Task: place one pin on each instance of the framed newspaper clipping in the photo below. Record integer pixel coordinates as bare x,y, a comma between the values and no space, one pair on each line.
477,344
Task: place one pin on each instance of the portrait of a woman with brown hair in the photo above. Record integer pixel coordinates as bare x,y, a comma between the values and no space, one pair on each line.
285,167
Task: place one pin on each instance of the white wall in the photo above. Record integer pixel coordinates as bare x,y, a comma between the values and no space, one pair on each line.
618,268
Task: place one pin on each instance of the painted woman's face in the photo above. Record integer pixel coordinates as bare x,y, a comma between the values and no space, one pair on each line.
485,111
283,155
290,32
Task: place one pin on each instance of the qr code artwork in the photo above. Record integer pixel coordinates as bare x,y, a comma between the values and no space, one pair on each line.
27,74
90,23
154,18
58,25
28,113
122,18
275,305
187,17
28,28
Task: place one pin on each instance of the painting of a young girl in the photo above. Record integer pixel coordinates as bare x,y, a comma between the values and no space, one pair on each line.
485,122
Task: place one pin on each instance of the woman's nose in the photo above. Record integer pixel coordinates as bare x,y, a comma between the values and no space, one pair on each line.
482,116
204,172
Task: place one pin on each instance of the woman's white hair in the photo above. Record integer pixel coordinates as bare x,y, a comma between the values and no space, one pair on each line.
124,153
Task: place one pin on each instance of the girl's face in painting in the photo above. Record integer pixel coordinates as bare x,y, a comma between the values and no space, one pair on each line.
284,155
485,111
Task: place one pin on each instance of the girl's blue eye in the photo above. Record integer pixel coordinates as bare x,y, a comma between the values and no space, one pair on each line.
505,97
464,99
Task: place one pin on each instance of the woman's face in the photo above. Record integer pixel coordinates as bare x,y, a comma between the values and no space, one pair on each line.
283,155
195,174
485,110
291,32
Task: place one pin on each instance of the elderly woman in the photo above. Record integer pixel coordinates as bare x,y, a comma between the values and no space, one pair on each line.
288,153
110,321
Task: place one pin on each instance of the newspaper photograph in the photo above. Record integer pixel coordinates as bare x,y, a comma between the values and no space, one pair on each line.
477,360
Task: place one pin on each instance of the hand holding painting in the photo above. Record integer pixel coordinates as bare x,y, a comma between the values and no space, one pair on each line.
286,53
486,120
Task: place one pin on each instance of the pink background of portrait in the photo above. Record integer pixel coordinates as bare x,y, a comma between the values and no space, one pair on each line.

—————

* TASK REQUIREMENTS *
Every record above must be set down again, word for word.

* EXERCISE ANSWER *
Task: place one pin on each instance of the framed newspaper clipping in the photo below. Record integer pixel coordinates as bare x,y, a comma between the values and no space, one pair on each line.
477,344
Task: place one pin on each instance of the portrait of a woman with brown hair in the photo above. Record integer pixel coordinates as bare x,y, a comma between the values and no space, one pair on each line.
285,167
Task: place one pin on each instance of the white wall in the photo above. Record integer pixel coordinates as bare x,y, a comma between the values and no space, one pair on each line.
618,268
Task: place one pin on each instance of the painted woman's face in the photo above. Record integer pixel coordinates as bare x,y, a comma between the values and no space, one pair on each line.
485,111
283,155
290,32
Task: place one pin on each instance of the qr code artwork in the photo above. Record integer pixel coordinates as bare x,y, a comma between the values and no space, one pair on each line.
27,74
90,23
154,18
58,25
28,113
122,18
275,305
187,17
28,28
Task: place one pin on each instance of the painting of a young girl in the photo above. Record integer pixel coordinates as bare x,y, a comma between the values and no space, one pair on each line.
485,122
Task: place one pin on each instance of the woman's nose in the photo above. Record integer pixel coordinates as bare x,y, a comma between the values and no space, one pair on each line.
482,116
204,172
Task: place one pin on each instance of the woman's white hair in the photo above. Record integer pixel coordinates as bare x,y, a comma between the values and no space, one pair on each line.
124,153
Task: place one pin on each instance of the girl's face in painting in the photo above. Record integer pixel coordinates as bare x,y, a comma between the values and no space, one pair on each line.
284,155
485,111
Task: place one pin on each instance of the girl's blue eye in the photo above. Record integer pixel coordinates as bare x,y, a comma between the values and no space, one pair on each line.
505,97
464,99
Task: place one pin on each instance of the woman's face in the photo above. Record integer pixel coordinates as bare x,y, a comma between the values and no space, one pair on each line.
283,155
195,174
485,110
291,32
Task: place one pin on each instance of the elderly woman in the photo above. Record integer pixel coordinates as bare x,y, a comma between the values and no space, one pair on each line.
288,153
110,321
Task: place one pin on each instance of the newspaper photograph in the photo above. Record integer pixel coordinates as bare x,y, a comma between the values and no space, one pair on each line.
477,360
Task: place one pin on each instance of the hand holding painting in the photo above. Record integer pixel coordinates as bare x,y, a comma between the values and no space, one pair on each line.
286,53
486,120
Task: place one pin on each instance of the pink background of portrait in the photo above. Record integer pixel coordinates as bare x,y, a comma between the values and no space, one pair on each line.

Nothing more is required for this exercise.